(ESERCIZI DA SVOLGERE):
A – Ricopia dal brano sulla politica il passo che inizia con «In moltissimi casi» e termina con «vita sono contati.».
B – Elenca tutte le espressioni del brano sulla politica formate dalla parola «meno» seguita direttamente da un sostantivo.

(TESTO DELL'ESERCIZIO):
^^^^
Di fronte a questi due mostriciattoli (sinistra-destra) che fintamente si oppongono ma che inciuciano e intrattengono rapporti incestuosi all'interno dei palazzi del potere, abbiamo una costellazione di schegge che sono disgustate del presente ma che non sembrano avere alcuna idea di come costruire il futuro.
In moltissimi casi poi, il futuro che auspicano assomiglia maledettamente all'attuale presente, salvo alcune lievi pretese migliorie. Ci si batte, ad esempio, con le parole d'ordine : meno tasse, meno stato. E ciò dovrebbe suscitare l'entusiasmo delle moltitudini. Come se uno potesse accendersi di passione al grido: meno furti e meno mafia. Se lo stato è come un tumore maligno, immaginatevi l'entusiasmo che può avere il malato a cui il medico propone di toglierne solo una parte. Il poveretto sa che, a meno di una estirpazione totale, il tumore ricomincerà ad espandersi e i suoi giorni (o mesi) di vita sono contati.
^^^^
(DATI RIPORTATI):
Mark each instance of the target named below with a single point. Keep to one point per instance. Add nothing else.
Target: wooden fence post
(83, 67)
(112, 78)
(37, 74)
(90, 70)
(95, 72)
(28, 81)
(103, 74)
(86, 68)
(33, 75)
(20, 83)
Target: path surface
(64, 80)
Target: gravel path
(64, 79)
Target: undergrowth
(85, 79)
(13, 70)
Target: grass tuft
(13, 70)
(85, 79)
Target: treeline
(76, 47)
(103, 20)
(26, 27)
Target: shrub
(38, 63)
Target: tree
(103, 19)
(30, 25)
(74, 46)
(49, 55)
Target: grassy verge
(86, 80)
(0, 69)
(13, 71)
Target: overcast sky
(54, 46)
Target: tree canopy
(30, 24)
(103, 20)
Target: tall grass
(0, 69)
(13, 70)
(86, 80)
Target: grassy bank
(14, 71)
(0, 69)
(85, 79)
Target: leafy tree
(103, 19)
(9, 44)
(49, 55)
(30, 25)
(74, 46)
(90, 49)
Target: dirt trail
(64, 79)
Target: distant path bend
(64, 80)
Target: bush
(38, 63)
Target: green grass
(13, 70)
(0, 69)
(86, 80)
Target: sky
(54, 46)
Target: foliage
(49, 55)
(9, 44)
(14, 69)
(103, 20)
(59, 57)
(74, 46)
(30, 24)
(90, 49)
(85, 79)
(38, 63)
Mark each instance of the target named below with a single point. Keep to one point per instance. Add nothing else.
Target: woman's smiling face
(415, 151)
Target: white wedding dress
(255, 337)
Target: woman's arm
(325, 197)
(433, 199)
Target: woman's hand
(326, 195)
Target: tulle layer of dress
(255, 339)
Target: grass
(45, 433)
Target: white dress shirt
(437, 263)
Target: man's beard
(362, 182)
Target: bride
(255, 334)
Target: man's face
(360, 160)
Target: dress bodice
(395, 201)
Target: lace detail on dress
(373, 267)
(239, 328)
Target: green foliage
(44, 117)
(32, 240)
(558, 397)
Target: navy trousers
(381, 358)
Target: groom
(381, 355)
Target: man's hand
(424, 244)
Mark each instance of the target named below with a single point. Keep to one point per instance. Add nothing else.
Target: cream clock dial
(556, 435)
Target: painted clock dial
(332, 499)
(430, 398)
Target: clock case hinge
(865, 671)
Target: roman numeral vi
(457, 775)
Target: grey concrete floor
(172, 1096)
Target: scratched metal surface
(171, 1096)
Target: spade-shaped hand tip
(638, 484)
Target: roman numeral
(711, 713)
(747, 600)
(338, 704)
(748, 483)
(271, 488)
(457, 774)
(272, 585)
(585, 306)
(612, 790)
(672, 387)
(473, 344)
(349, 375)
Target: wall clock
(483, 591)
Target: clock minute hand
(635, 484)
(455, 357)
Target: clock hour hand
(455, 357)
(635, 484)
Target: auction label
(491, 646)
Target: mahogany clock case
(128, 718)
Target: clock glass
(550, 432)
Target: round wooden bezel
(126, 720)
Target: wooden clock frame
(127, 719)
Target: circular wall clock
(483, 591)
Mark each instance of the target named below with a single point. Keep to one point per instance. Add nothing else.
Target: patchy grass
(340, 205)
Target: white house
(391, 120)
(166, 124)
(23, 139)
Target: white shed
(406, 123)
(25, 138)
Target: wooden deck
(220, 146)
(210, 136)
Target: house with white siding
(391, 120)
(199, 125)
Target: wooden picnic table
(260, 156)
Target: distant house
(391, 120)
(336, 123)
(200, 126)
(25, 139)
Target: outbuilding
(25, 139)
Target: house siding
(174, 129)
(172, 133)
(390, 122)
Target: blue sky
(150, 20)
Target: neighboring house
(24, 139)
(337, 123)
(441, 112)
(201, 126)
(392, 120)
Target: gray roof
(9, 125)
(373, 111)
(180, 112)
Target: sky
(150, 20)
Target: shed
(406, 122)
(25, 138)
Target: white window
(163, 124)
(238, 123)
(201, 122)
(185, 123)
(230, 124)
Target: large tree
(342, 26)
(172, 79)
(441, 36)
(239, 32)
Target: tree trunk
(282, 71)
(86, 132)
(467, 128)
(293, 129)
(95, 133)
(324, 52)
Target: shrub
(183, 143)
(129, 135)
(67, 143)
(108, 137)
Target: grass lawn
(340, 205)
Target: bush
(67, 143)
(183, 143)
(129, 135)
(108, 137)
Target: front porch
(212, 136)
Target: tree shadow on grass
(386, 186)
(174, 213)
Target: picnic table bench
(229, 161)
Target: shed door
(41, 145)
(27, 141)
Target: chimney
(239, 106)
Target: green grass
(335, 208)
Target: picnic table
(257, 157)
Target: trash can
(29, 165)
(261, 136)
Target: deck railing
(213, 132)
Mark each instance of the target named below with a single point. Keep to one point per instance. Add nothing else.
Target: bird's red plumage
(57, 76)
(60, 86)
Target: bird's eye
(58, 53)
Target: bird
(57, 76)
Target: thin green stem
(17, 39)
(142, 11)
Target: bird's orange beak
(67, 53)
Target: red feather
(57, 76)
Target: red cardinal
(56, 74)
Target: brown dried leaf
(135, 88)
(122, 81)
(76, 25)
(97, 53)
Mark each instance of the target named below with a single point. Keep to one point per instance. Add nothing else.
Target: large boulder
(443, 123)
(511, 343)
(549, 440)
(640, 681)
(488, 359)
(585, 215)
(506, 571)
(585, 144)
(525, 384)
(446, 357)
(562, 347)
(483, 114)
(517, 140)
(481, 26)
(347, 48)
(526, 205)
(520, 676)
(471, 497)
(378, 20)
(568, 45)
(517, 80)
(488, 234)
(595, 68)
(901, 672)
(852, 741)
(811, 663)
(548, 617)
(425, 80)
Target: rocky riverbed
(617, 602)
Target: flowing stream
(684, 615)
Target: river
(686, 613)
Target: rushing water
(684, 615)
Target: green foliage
^^^^
(SOLUZIONI):
A –
In moltissimi casi poi, il futuro che auspicano assomiglia maledettamente all'attuale presente, salvo alcune lievi pretese migliorie. Ci si batte, ad esempio, con le parole d'ordine : meno tasse, meno stato. E ciò dovrebbe suscitare l'entusiasmo delle moltitudini. Come se uno potesse accendersi di passione al grido: meno furti e meno mafia. Se lo stato è come un tumore maligno, immaginatevi l'entusiasmo che può avere il malato a cui il medico propone di toglierne solo una parte. Il poveretto sa che, a meno di una estirpazione totale, il tumore ricomincerà ad espandersi e i suoi giorni (o mesi) di vita sono contati.

B – meno tasse; meno stato; meno furti; meno mafia